▼
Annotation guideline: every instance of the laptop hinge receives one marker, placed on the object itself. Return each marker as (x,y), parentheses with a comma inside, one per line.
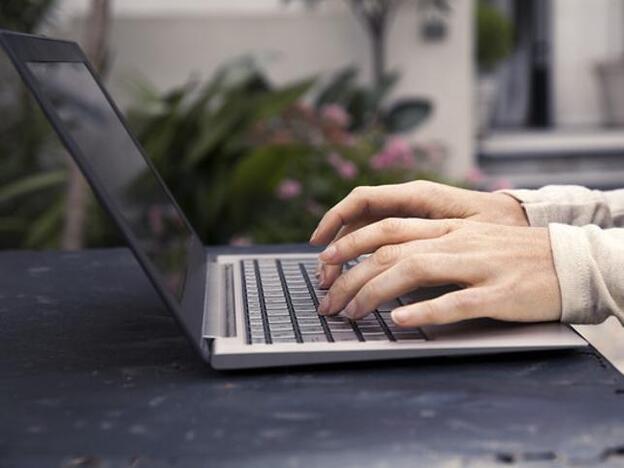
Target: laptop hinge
(219,318)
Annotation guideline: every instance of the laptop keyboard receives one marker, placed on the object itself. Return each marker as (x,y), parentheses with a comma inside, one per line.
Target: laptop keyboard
(281,300)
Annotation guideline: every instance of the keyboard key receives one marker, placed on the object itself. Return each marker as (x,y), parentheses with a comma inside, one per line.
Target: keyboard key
(346,335)
(314,338)
(375,336)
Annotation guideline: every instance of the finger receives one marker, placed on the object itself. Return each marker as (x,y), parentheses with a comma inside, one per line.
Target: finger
(450,308)
(329,273)
(351,281)
(388,231)
(362,202)
(419,270)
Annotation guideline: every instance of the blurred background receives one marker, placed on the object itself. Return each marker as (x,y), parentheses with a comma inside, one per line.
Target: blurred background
(257,110)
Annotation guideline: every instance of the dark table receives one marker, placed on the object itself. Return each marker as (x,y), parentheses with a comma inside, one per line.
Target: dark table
(95,373)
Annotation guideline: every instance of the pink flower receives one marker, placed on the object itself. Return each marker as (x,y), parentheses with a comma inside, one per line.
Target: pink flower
(475,176)
(335,114)
(345,169)
(288,189)
(396,154)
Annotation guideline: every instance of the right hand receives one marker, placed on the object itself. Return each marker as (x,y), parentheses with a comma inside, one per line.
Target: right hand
(421,199)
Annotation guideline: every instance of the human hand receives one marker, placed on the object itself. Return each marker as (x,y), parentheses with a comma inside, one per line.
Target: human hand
(504,272)
(422,199)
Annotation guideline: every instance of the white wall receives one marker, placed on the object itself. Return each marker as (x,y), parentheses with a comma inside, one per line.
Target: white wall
(168,43)
(585,33)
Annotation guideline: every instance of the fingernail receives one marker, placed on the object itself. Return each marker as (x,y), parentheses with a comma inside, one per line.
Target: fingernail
(351,310)
(324,306)
(313,235)
(399,316)
(329,252)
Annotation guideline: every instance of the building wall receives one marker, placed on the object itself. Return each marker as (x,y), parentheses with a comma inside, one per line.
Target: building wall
(168,42)
(584,34)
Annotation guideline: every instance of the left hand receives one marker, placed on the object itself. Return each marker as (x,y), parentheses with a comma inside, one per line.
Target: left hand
(505,272)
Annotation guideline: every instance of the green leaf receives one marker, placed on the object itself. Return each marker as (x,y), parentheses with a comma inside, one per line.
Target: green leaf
(276,102)
(32,184)
(44,231)
(407,114)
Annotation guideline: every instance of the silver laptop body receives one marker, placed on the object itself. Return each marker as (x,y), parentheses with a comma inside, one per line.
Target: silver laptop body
(238,311)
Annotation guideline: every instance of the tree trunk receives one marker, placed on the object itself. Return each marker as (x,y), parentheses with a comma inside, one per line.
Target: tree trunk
(378,39)
(96,27)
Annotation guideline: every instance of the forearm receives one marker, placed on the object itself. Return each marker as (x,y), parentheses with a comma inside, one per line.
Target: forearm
(569,204)
(589,264)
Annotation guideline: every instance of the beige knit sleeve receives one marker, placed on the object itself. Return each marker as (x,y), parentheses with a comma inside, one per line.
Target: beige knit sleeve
(589,261)
(571,204)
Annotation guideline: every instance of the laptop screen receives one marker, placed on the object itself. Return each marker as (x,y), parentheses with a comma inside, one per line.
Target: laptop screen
(119,167)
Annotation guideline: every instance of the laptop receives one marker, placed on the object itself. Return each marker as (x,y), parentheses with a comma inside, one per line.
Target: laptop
(238,311)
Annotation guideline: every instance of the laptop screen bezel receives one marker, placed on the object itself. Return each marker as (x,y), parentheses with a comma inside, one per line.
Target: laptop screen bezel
(189,309)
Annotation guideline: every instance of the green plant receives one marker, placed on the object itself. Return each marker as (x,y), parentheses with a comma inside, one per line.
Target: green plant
(23,15)
(494,36)
(32,176)
(237,152)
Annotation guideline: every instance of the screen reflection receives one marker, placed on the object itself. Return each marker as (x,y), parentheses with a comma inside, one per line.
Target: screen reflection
(119,167)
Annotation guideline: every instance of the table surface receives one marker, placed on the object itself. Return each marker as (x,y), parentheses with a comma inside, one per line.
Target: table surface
(94,372)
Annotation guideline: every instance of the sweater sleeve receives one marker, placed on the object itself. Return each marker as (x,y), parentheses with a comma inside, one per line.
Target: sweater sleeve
(589,262)
(570,204)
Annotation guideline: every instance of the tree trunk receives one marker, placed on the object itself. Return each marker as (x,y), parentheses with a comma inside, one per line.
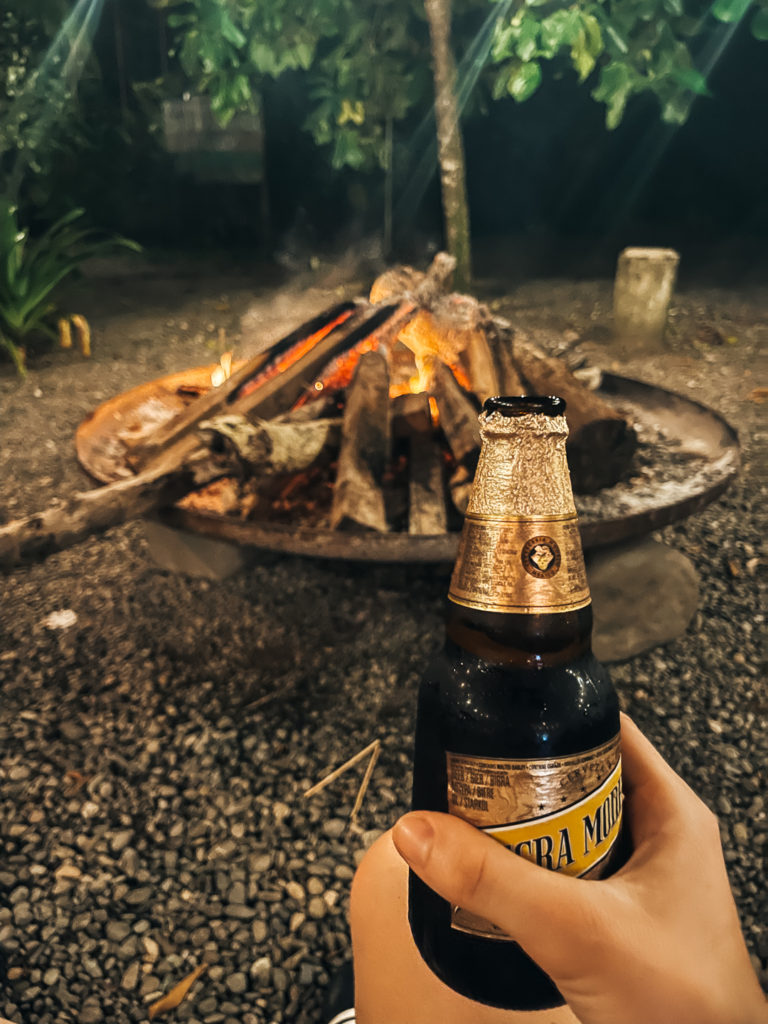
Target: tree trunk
(450,145)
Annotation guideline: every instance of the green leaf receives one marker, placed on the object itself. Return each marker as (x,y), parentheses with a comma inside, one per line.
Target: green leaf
(505,38)
(524,80)
(581,56)
(230,32)
(559,29)
(677,109)
(760,25)
(304,53)
(691,79)
(730,10)
(595,43)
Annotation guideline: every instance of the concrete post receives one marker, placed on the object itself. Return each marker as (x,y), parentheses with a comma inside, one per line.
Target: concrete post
(645,279)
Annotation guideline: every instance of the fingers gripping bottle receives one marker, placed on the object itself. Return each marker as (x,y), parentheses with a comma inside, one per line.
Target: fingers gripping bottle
(517,723)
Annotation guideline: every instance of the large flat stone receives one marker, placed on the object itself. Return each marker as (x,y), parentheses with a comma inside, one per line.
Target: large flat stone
(643,594)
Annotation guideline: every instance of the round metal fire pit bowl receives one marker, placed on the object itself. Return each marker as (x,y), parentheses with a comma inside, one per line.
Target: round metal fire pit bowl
(688,456)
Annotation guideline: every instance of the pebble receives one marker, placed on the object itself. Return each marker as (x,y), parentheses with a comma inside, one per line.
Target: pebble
(130,978)
(180,835)
(316,908)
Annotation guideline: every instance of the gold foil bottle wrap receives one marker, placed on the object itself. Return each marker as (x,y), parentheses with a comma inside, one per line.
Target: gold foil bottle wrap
(561,813)
(520,550)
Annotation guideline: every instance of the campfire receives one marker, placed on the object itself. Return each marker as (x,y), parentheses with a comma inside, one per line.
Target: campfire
(378,402)
(356,436)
▲
| The problem |
Your answer must be an exact transcription of the records above, minus the pictures.

| Problem solution |
Annotation guideline: every instance of the laptop hinge receives one marker, placed on the object itself. Return each marker as (x,y), parentheses with a comma inside, one per line.
Target: laptop hinge
(219,318)
Annotation guideline: every instance of the laptop keyboard receives one marker, placed on the object itself. Return each marker as (x,y), parentheses with a comma inside, one per line.
Target: laptop keyboard
(281,300)
Annotation guideline: every instance of the keyboard key receives one marker, placed on the object itself. Return each marker as (x,y), parentheses with a comma inside, one per line.
Target: keyboard key
(346,335)
(314,338)
(375,336)
Annotation guideline: every instance of the finger receives one marker, placed on the object itself. Return each marker as (x,y), parentheses with a comma inside, one per line.
Target: finger
(450,308)
(329,273)
(351,281)
(388,231)
(362,202)
(419,270)
Annotation guideline: every instance of the blurred background receives one marker, placed on the object itself. Return each marker as (x,y), parentheses with a comma inside, one per line.
Target: blurred background
(257,110)
Annotation guideline: every instance of the dark table receives one marker, placed on the object itself. Return each marker as (x,y), parentheses with a comma inside, one per line.
Target: dark table
(95,373)
Annotation guideline: every instance of the pink flower receives one marker, placed on the object itself. Return each marker as (x,y), parentheses with a comma inside, one per line.
Target: pink flower
(475,176)
(335,114)
(345,169)
(288,189)
(396,154)
Annotation guideline: every instance of the right hand receives one marker, placed on the object itself. Return each marker as (x,y), parentheses with a comma inside, one per line.
Target: right hand
(421,199)
Annotation guideline: every instance of the human hand receives one marker, placed on the object itself. Return each marker as (x,y), parentheses with a comma inside, one per line.
Target: human hand
(504,272)
(422,199)
Annotation guideline: every instance of the white wall receives one marker, placed on the object itself. Return each marker as (x,y), parentheses with a comma inside, one per line.
Target: white wall
(168,43)
(585,33)
Annotation guideline: every instance of the fingernail receives one marker, placed on the object itself. Return each marker as (x,y), parentheses with a comma inside, one per line.
Target: fingernail
(351,310)
(324,306)
(313,235)
(399,316)
(329,252)
Annotation guideline: every instance of the building wall receives one marker, placed on the object itself. Return each marker as (x,y), parentheses with a comma inside, one per line.
Target: building wall
(168,42)
(584,34)
Annotation guideline: every instance of the left hand receives one marker, placed on the object itself. Return each marker as (x,y), parentheses with a comma inside, one per line.
Target: left hand
(505,272)
Annotation guideline: every instance of the green leaf receives one marker, placed on the object itself. Return each marker as (x,y), parentheses with a comma inside, one per line.
Target: green leaf
(276,102)
(32,184)
(44,231)
(407,114)
Annotation guideline: every instance of the silver laptop body receives one marker, placed on the object itself. Return each marker as (x,y), parentheses with a comma inside, one per line.
Target: silver laptop body
(238,311)
Annotation guideline: every instance of the tree trunk receives one marker, placed on the object itself. Return each marker as (x,y), parentheses with a comma inside, one per line.
Target: tree trunk
(378,39)
(96,27)
Annotation guideline: every instance of the forearm receives one marker, placed on the object itself. Return each marker as (x,y), parentheses with a comma inside, one per line.
Target: forearm
(569,204)
(589,264)
Annotation guideline: every instance of the beige knit sleeve receives one marker, placed on the object itself. Return each marker as (x,y), parentheses with a comma inside, one per line.
Target: beige knit sleeve
(589,261)
(571,204)
Annotation guideline: every instance of the laptop screen receives one marker, placed on the object itself. Return each marker as (x,y), parentheses with a comma inside, one per line.
Target: laptop screen
(119,167)
Annotation guideline: every instance of the laptop receives one marker, placed on the object itself. Return each marker as (x,y), parentheses with a comma inside, one per line.
Target: laptop
(238,311)
Annotation guideline: every instance of the laptop screen bezel receives one marker, placed on the object itself. Return each marker as (x,y), parentheses with a comma inside, one per line.
Target: laptop screen bezel
(189,309)
Annotation guideline: every instance of the green plant receives one marker, placed on the object itself. Return each marker as (x,y), parentheses with a comma inside, one per line.
Target: green plant
(23,15)
(494,36)
(32,176)
(237,152)
Annotation guideline: every instance of the screen reflection receives one marker, placed on the object itself. Return each marker as (x,y), parentheses with a comma inside, one per line.
Target: screen reflection
(119,167)
Annotation guideline: every instance of the table surface receives one marker, placed on the object itself. Return each marker as (x,y), parentheses with a comma inside, one per line.
Target: table surface
(94,372)
Annotation guideline: every instance of the sweater sleeve receives one marker, placed on the object itself. Return each marker as (x,y), parentheses with a comma inside, one per line.
Target: sweater sleeve
(589,262)
(570,204)
Annotation guideline: every instance of the tree trunk receives one marker, placed on the object itself. Return each marker as (x,y), parentheses with a comma inside, one per line.
Target: tree trunk
(450,145)
Annotation guideline: every instance of the green leaf receives one marker, placed on the object itself. Return each marker as (x,y), parentheses with a comma inside, one per line.
Target: green leaf
(505,38)
(524,80)
(581,56)
(230,32)
(559,29)
(677,109)
(760,25)
(304,53)
(691,79)
(730,10)
(595,43)
Annotation guideline: every instance of the concrete post receives one marker, placed on the object itself. Return each marker as (x,y), parentheses with a comma inside, one per line.
Target: concrete post
(645,279)
Annotation guideline: every instance of the fingers gripping bottle receives one marker, placed on the object itself. Return each marker as (x,y), parentheses with a comma inside, one per line.
Target: fingers gripping bottle
(517,723)
Annotation guideline: every instance of the large flat stone receives one marker, placed on the object itself. Return each marker as (x,y), parentheses with a comma inside, one per line.
Target: large flat stone
(643,594)
Annotation guideline: every instance of the round metal fire pit bowl receives one marker, placed on the object itself. Return each marker as (x,y), parentheses with a comma inside, one per line.
Target: round metal fire pit bowl
(688,456)
Annotation guideline: every instance of the pebble receives one marker, placed on the object itself. Return each marker as (x,y), parentheses with a comma inside, one per line.
Target: pebble
(130,978)
(180,835)
(316,908)
Annotation guideline: every instance of the gold foil bottle wrap receives one marker, placed on the object itself. Return each marker as (x,y), parentheses with a comma inside, one per line.
Target: gold foil bottle wrap
(561,813)
(520,550)
Annotation guideline: every instance of the campfire receives one marker, placed on the object itself. Return each marker as (x,y), parentheses with a comma inside, one per line.
Target: campfire
(378,402)
(356,436)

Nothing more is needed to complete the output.